■ Provided text:
****

Wally with a very large snake |
“That’s basically how
I got into Special Forces.”
His battalion
commander also told him he could go to Fort Bragg and go through the
Counterinsurgency Course and then the Special Forces Qualification course, and
finally to West Germany or Okinawa. “I chose to go to Bad Toelz, West Germany,
and into the 10th Special Forces Group.”
Wally remembered the
training for Special Forces was intense, but not all that tough for him. “If
you played football and endured 2-a-day practices in the summer in Oklahoma,
you could pretty much handle anything.”
In 1964, Wally
started off with the 4-week counterinsurgency staff officers’ course, which
involved talking about the war in Vietnam and unconventional warfare. That
course was followed by what is now known as the Special Forces Officers
Qualification Course, but then it was the Special Forces Officers Course, even
though it included officers and enlisted soldiers.
“We had some pretty
intensive training, but at the same time we got a bit of all the specialty
areas — weapons, communications, medical, intelligence operations, you name it,”
Wally said. “I started there in March 1964 and finished up at the end of
August. I left a little early to visit my family in Oklahoma.” His youngest
son, Steven, was born on July 13, while Wally was in the field.
Wally was home a week
before departing for Germany.
Aerial photo of Chi Linh Camp |
“What a coincidence,” Tom Baca would
recall more than 40 years later. “I was in Bad Toelz in late 1964 at the 7th
Army NCO Academy as a private first class. It was a test to see if I had what
it took to be a warrant officer aviator. I had just turned 19 years old.”
Tom subsequently was approved
for flight school and about two years later would graduate from the Army
Aviation School at Fort Rucker, Alabama, as a warrant officer helicopter pilot.
Larry Liss, too, was in Bad
Toelz, from around Christmas 1964 until December 1965, with the 2/9 Cavalry,
working north along the Czech-German-Austrian border “trizone” point.
“We were up against Russian Special
Forces (Spetsnaz) units who were embedded among the Czechs. I jumped back and
forth between the squadron’s headquarters in Munich and Bad Toelz. I never saw
so much snow in my life,” Larry later would recall.
During the May 1967, rescue of
the CIDG soldiers, Tom and Larry finally would meet Wally.
Tom was command pilot of a UH-1D
“Huey” helicopter that worked with another Huey to rescue the soldiers and a
U.S. Special Forces advisor stationed at Chi Linh Special Forces Camp. Larry
was copilot aboard Tom’s helicopter.

****

(Stored data)

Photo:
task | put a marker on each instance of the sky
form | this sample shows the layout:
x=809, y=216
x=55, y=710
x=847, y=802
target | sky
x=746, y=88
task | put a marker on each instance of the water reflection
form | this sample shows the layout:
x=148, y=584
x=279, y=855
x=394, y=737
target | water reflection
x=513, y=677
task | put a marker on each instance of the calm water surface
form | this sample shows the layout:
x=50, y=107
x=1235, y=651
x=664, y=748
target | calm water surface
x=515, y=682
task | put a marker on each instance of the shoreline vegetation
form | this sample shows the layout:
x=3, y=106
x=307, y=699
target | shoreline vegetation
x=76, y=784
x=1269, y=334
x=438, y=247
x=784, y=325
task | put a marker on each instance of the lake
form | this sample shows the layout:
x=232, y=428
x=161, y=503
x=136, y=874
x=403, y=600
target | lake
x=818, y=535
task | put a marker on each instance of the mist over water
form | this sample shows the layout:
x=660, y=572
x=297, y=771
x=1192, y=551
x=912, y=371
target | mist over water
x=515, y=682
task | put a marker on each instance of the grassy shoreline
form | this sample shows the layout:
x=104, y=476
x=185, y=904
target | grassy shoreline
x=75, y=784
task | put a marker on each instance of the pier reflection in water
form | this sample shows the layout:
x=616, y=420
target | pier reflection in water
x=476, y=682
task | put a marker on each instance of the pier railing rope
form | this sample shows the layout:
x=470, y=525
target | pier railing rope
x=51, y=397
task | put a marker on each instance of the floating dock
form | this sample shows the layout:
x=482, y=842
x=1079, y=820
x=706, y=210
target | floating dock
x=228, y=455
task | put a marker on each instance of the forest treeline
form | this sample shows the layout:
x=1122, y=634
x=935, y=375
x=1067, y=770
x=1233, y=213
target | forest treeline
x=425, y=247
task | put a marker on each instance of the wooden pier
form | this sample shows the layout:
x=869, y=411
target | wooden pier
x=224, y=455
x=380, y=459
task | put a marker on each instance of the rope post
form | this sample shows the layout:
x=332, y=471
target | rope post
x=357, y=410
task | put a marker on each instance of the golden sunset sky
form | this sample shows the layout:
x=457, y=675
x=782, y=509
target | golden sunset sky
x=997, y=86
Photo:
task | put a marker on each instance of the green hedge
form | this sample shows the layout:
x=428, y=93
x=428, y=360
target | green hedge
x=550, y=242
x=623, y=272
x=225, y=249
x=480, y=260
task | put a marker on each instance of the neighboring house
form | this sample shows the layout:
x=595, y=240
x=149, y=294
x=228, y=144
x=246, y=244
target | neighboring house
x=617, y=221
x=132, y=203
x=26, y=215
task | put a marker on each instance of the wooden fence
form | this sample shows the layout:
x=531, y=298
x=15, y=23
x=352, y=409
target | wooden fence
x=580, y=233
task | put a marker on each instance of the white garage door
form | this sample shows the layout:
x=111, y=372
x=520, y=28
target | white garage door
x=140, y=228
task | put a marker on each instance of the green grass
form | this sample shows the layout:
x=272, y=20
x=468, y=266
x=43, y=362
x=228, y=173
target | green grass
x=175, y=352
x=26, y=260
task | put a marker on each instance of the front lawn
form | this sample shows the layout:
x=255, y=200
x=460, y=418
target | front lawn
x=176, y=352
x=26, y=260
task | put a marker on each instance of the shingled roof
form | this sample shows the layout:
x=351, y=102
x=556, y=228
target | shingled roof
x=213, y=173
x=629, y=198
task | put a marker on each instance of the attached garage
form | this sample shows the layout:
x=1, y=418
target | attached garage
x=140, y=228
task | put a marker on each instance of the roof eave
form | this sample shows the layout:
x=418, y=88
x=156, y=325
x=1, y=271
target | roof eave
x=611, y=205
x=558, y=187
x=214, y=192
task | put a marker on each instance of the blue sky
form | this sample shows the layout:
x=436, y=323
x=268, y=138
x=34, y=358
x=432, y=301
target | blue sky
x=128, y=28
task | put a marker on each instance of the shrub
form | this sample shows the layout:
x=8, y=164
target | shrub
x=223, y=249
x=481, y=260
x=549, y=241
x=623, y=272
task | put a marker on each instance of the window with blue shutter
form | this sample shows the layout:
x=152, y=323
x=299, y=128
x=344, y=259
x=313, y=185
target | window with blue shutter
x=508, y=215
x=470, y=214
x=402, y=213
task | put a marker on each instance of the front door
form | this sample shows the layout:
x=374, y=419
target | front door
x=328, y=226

****

■ What to work on: Translate this sentence from the Special Forces account into Spanish: "Wally was home a week before departing for Germany." The stored data are not required for this work.

■ Exercise answer: Wally estuvo en casa una semana antes de partir hacia Alemania.